PASSAGE SHOWN.
◇ ◇ ◇ ◇

THE messy tug-of-war between MDC Alliance leader Nelson Chamisa and his MDC-T nemesis Thokozani Khupe has taken a new twist after it emerged the two will once again square off in the Supreme Court over the extension of Khupe’s leadership.
In March, the Supreme Court ruled that Nelson Chamisa was an illegitimate leader of the MDC, paving the way for Khupe to return as the interim leader of the party pending an extraordinary congress which was supposed to have been held by July 31.
The congress, however, failed to proceed due to the ongoing Covid-19-induced restrictions.
This effectively means Khupe’s mandate as interim president has expired.
As such, the MDC-T made an application at the Supreme Court on July 29 seeking an extension to Khupe’s current term and citing Chamisa as a respondent.
Chamisa, through his lawyer, Advocate Thabani Mpofu, notified the court of his intention to oppose the application.
MDC-T secretary general Douglas Mwonzora confirmed the development in a recent interview with the Zimbabwe Independent saying lawyers from both sides have since met and deliberated on the issue.
He said Chamisa’s legal team has been given time to prepare their papers.
“We were supposed to have held our extraordinary congress on July 31 but we were stopped by the health officials and police because of the Covid-19 restrictions,” Mwonzora said.

◇ ◇ ◇ ◇

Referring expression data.
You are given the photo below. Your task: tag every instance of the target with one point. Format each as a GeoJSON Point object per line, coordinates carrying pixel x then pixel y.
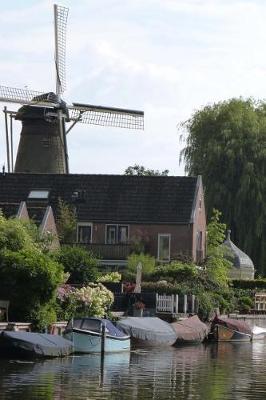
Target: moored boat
{"type": "Point", "coordinates": [258, 333]}
{"type": "Point", "coordinates": [96, 335]}
{"type": "Point", "coordinates": [190, 330]}
{"type": "Point", "coordinates": [31, 345]}
{"type": "Point", "coordinates": [148, 331]}
{"type": "Point", "coordinates": [230, 330]}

◇ ◇ ◇ ◇

ACTIVITIES.
1. Using the MDC article, decide whether each statement agrees with it, and answer yes or no for each, quoting the words that settle it: (a) In March the Supreme Court ruled that Chamisa was an illegitimate leader of the MDC. (b) The extraordinary congress took place on July 31. (c) Chamisa's lawyer is Douglas Mwonzora.
2. Please shorten the paragraph of the MDC article that begins "In March, the Supreme Court ruled" into a single brief sentence that keeps its main facts.
3. Carry the MDC article on from its final sentence.

EXERCISE RESPONSES.
1.
(a) Yes: "In March, the Supreme Court ruled that Nelson Chamisa was an illegitimate leader of the MDC"
(b) No: "The congress, however, failed to proceed due to the ongoing Covid-19-induced restrictions."
(c) No: "Chamisa, through his lawyer, Advocate Thabani Mpofu, notified the court of his intention to oppose the application."

2. In March, the Supreme Court declared Chamisa an illegitimate MDC leader, allowing Khupe to return as interim leader until an extraordinary congress due by July 31.

3.
“We have therefore applied for an extension and the matter is going to be argued in the Supreme Court. So the lawyers met and agreed on certain timelines to manage the case. In other words, we have filed our application. The respondents were given time within which to respond because they indicated that they want to oppose the application.
“Chamisa wants to oppose the application and he is going to be given time to file his papers. We have no problem with that. The application was made two days before the expiry of the term of the interim president,” he said.
Mwonzora also said apart from Khupe, other office bearers were not affected. “The mandates of other office bearers do not expire. They can only expire after the holding of the ordinary congress, not even the extraordinary congress because as you know, the extraordinary congress is for the election of a president and after that, that president will organise the ordinary congress to elect everyone. So the mandate continues until the holding of that congress.
“So my mandate for example doesn’t expire until the holding of a congress that chooses the secretary general,” he said.
Efforts to get a comment from MDC Alliance spokesperson Fadzayi Mahere were fruitless as she was not answering calls to her mobile phone. Advocate Mpofu was also not reachable.
Chamisa took over as MDC president in controversial circumstances in 2018 after he outwitted his then two co-vice-presidents, Khupe and Elias Mudzuri during a nasty fight which played out at a time when Tsvangirai was on his deathbed in South Africa.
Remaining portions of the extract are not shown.